[Recorded data]
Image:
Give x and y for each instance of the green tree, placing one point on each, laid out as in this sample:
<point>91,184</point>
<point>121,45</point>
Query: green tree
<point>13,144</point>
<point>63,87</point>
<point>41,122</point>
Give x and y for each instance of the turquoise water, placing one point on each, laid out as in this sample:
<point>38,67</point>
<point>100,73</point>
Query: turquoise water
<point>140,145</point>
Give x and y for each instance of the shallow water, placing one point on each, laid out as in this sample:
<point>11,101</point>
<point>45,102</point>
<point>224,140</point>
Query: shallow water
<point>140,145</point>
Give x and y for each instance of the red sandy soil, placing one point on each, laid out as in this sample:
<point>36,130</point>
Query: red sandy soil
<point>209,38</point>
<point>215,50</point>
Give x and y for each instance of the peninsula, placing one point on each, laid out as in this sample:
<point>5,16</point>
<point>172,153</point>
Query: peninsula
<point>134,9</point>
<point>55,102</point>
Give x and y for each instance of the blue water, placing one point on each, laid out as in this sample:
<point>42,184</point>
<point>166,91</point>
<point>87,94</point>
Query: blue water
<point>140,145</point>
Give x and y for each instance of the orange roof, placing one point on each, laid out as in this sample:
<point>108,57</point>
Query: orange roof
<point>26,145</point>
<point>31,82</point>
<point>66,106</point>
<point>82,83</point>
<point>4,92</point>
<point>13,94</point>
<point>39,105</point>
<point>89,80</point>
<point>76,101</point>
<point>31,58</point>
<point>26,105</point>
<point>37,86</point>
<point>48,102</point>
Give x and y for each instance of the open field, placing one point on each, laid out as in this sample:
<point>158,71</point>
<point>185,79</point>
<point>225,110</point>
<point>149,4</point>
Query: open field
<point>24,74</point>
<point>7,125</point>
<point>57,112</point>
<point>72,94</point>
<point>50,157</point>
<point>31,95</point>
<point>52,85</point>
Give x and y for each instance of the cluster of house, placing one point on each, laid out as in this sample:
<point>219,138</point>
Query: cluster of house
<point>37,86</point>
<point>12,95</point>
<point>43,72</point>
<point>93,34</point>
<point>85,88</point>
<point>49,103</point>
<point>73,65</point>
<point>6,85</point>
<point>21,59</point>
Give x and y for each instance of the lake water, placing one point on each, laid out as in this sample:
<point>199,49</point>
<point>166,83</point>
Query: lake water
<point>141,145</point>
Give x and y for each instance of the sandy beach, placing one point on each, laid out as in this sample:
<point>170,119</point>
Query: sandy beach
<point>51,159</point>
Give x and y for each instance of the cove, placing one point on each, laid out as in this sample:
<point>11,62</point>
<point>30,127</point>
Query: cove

Task directions: Repeat every line of the entries above word for word, with nothing changed or left out.

Solution to this task:
Image:
Give x and y for each instance of the green tree, placing one point on each, laid out as in this sample:
<point>91,184</point>
<point>121,45</point>
Query: green tree
<point>13,144</point>
<point>63,87</point>
<point>41,122</point>
Give x and y for each instance of the turquoise water, placing one point on each, laid out as in this sample:
<point>38,67</point>
<point>100,73</point>
Query: turquoise water
<point>140,145</point>
Give x and y for each instance of the shallow water, placing one point on each, laid out as in this sample:
<point>11,101</point>
<point>45,102</point>
<point>224,140</point>
Query: shallow water
<point>140,145</point>
Give x and y for each instance of the red sandy soil, placing one point on each, laid out as in this sample:
<point>36,130</point>
Query: red sandy soil
<point>209,38</point>
<point>215,50</point>
Give x and y for each instance of the peninsula, placing one point on each, laid out as in this sample:
<point>5,16</point>
<point>172,153</point>
Query: peninsula
<point>134,9</point>
<point>55,102</point>
Give x and y for each instance of the blue water, placing one point on each, laid out as in this sample:
<point>42,184</point>
<point>166,91</point>
<point>87,94</point>
Query: blue water
<point>140,145</point>
Give x and y for each instance of the orange roof, placing one point on each, laid out as in this sample:
<point>108,57</point>
Query: orange roof
<point>26,145</point>
<point>31,82</point>
<point>66,106</point>
<point>82,83</point>
<point>4,92</point>
<point>13,94</point>
<point>39,105</point>
<point>89,80</point>
<point>76,101</point>
<point>31,58</point>
<point>26,105</point>
<point>37,86</point>
<point>48,102</point>
Give x and y for each instance of the open field, placing one point on each, laid out as in this sample:
<point>158,71</point>
<point>185,79</point>
<point>225,110</point>
<point>149,4</point>
Query: open field
<point>24,74</point>
<point>7,125</point>
<point>57,112</point>
<point>72,94</point>
<point>50,157</point>
<point>31,95</point>
<point>52,85</point>
Give x and y for each instance of the cluster of house, placing one point on each, laid out as in this sample:
<point>219,138</point>
Query: cluster of house
<point>37,86</point>
<point>12,95</point>
<point>43,72</point>
<point>93,34</point>
<point>85,88</point>
<point>49,103</point>
<point>73,65</point>
<point>6,85</point>
<point>21,59</point>
Give x and y for each instance of the lake water, placing one point on each, laid out as in this sample:
<point>199,49</point>
<point>166,83</point>
Query: lake water
<point>141,145</point>
Give x and y for each instance of the sandy beach, placing one point on each, laid out as in this sample:
<point>170,119</point>
Query: sandy beach
<point>51,159</point>
Give x and y for each instance of the cove, placing one point on each, laid out as in this sample:
<point>11,62</point>
<point>30,127</point>
Query: cove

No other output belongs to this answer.